--- Begin MATERIAL SUPPLIED ---
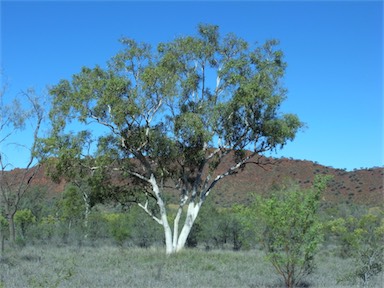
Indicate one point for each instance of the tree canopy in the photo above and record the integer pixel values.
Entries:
(171, 114)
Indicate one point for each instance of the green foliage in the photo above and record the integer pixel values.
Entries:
(156, 116)
(151, 99)
(362, 239)
(3, 223)
(71, 205)
(292, 230)
(23, 219)
(118, 224)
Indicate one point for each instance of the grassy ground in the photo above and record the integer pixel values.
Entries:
(106, 266)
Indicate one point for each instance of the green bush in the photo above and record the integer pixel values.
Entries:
(362, 239)
(23, 220)
(292, 230)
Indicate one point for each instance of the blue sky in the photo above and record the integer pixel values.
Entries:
(333, 50)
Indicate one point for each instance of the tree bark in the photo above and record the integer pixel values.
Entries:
(12, 230)
(193, 210)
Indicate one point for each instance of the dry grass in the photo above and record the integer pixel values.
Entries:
(108, 266)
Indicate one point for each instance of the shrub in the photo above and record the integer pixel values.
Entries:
(292, 230)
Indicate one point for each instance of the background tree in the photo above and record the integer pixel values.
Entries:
--- End MATERIAL SUPPLIED ---
## TASK STATEMENT
Please copy the listing above, starting at the line that contains "Indicate one point for each instance of the green foliage" and going through its last line, with every request line kept in place. Add -51 to each x and y value in the point coordinates, leaving the request text unchanged.

## RESPONSE TO THIS EXERCISE
Indicate one point for each instance of the green foliage in the photo above and record the integer pixel values.
Entries:
(105, 65)
(100, 48)
(311, 188)
(-48, 172)
(20, 154)
(241, 179)
(-28, 168)
(67, 173)
Indicate one point for each instance of the grassy ground in the photo above and record the integer pixel values.
Entries:
(55, 215)
Indicate one point for each instance of the green bush in the photo above and record the integer pixel values.
Entries:
(311, 188)
(-28, 169)
(241, 179)
Indicate one point for each instance of the blue sky in the photo above and record the integer pixel values.
Entries:
(282, -1)
Indicate one point for each instance of the tree bark in the photo above and record the integer pixel values.
Entries:
(-39, 179)
(142, 159)
Indicate one point for each instance of the dry grass in the photo above and record the integer pixel values.
Entries:
(57, 215)
Indicate one point for each instance of the shrub in the photo above and record the integer pixel values.
Entries:
(241, 179)
Indicate one point for each instance of the background tree in the photo above and record the integer pixel values.
Entries:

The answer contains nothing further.